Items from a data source
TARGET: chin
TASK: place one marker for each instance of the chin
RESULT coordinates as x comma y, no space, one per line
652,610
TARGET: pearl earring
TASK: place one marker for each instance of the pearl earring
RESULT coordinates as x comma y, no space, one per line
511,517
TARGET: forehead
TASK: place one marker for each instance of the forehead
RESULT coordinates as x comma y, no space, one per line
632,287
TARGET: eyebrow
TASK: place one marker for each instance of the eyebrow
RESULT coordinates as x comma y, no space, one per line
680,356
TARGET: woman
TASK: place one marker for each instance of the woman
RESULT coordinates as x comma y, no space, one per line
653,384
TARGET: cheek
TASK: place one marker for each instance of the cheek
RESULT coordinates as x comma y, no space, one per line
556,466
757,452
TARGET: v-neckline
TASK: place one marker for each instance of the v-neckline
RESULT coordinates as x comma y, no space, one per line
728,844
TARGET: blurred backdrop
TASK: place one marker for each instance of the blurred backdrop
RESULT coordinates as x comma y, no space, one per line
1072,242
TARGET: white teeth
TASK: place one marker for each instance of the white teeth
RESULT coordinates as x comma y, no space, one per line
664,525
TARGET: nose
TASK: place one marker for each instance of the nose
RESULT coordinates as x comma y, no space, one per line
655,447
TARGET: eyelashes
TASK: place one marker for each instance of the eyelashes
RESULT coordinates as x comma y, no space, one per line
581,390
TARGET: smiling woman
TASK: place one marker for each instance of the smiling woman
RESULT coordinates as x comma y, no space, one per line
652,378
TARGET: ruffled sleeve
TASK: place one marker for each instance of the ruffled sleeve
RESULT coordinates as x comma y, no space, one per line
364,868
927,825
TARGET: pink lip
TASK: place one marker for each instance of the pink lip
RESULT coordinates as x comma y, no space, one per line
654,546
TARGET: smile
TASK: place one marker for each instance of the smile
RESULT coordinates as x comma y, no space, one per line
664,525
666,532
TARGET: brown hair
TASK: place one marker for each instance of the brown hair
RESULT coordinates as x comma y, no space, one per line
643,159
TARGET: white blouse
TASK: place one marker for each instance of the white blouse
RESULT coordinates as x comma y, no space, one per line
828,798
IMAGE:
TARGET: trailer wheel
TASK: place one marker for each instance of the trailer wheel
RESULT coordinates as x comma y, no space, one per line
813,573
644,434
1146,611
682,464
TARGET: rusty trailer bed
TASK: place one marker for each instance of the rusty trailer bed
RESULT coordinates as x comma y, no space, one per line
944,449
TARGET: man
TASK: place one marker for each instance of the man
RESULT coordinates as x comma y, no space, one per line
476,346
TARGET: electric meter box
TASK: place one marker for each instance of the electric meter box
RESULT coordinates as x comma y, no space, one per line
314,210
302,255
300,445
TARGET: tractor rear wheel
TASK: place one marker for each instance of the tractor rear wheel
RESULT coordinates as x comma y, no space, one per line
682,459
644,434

▶ Prompt
Everything from the line with "TARGET: rusty trailer bed" to the end of the listing above needs to be duplicated exactly, both end lines included, with nothing more.

▶ Problem solution
TARGET: rusty trailer bed
TASK: place one marker for each instance of the rusty trailer bed
RESULT coordinates as x comma y, no space, one per line
944,449
TARGET: man
TASK: place one marker for each instance of the man
RESULT coordinates as x comma y, no space, one per line
476,346
TARGET: electric meter box
TASK: place one marker for each instance of the electric meter box
RESULT coordinates as x comma y, no space, one per line
314,210
302,255
300,445
TARGET: tractor rear wheel
TASK: place one marker for each instance of the tractor rear wheel
RESULT coordinates as x comma y, no space, one per line
682,459
644,434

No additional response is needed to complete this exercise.